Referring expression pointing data
⟨

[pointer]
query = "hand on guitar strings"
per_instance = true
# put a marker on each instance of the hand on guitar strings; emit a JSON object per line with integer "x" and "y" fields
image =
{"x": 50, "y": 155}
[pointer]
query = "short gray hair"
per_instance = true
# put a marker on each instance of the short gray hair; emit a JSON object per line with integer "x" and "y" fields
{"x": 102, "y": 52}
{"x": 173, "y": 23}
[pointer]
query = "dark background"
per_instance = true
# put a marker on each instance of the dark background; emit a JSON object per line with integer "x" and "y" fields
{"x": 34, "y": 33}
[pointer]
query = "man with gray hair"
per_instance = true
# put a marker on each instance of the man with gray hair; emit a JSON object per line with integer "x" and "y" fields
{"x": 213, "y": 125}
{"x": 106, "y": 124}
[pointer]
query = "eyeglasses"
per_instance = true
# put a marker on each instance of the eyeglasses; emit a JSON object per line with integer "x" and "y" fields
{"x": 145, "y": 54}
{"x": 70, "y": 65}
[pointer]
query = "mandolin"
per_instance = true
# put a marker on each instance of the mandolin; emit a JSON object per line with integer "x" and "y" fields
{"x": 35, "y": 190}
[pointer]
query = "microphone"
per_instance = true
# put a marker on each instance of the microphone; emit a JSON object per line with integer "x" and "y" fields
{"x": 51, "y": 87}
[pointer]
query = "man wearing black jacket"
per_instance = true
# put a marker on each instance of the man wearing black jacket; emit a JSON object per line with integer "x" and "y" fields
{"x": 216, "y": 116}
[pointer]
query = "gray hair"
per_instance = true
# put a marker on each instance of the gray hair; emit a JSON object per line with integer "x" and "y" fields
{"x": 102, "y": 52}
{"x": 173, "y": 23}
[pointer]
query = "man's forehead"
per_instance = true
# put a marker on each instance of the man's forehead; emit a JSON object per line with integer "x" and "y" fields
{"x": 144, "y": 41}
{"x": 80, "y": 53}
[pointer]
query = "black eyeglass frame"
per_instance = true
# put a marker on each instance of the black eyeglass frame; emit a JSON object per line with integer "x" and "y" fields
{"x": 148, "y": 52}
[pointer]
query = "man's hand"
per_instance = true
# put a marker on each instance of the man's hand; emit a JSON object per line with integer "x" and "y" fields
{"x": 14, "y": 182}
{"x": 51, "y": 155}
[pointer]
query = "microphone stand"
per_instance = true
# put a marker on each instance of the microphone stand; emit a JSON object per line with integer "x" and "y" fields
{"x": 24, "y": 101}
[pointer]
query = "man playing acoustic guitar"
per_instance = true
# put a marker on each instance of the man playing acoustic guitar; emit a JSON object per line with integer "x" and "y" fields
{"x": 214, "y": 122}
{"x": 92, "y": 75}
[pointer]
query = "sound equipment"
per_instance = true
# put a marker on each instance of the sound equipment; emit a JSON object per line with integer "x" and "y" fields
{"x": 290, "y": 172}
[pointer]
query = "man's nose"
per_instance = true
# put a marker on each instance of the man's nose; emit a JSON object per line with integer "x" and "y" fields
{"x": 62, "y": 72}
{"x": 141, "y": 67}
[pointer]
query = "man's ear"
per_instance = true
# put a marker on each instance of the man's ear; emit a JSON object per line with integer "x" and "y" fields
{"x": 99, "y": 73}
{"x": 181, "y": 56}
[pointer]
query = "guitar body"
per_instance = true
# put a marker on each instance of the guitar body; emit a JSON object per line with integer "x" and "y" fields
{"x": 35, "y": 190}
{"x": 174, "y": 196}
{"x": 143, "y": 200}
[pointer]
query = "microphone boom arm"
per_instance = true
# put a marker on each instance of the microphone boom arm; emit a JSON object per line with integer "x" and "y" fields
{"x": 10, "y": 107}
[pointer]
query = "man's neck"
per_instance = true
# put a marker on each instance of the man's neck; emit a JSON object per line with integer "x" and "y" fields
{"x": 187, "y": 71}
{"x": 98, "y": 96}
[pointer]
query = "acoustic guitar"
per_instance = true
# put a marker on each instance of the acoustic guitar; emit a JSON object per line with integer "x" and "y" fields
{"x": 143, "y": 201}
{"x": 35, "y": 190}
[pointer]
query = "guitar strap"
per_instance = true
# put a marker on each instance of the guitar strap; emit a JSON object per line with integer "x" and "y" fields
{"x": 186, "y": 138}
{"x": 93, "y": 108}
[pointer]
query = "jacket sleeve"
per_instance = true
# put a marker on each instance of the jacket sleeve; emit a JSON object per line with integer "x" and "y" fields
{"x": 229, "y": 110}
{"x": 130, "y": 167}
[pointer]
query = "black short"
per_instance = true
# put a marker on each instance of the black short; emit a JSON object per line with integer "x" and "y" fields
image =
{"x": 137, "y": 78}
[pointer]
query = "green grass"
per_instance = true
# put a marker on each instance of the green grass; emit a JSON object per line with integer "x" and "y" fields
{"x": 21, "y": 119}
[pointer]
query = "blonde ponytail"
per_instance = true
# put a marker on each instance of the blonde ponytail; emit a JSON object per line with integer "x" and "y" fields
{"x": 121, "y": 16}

⟩

• Work instruction: Search the records for the string "strings" and, wherever a line contains it, please copy that line.

• Solution:
query = "hand on guitar strings"
# put a marker on each instance of the hand on guitar strings; emit a JSON object per line with integer "x" and "y" fields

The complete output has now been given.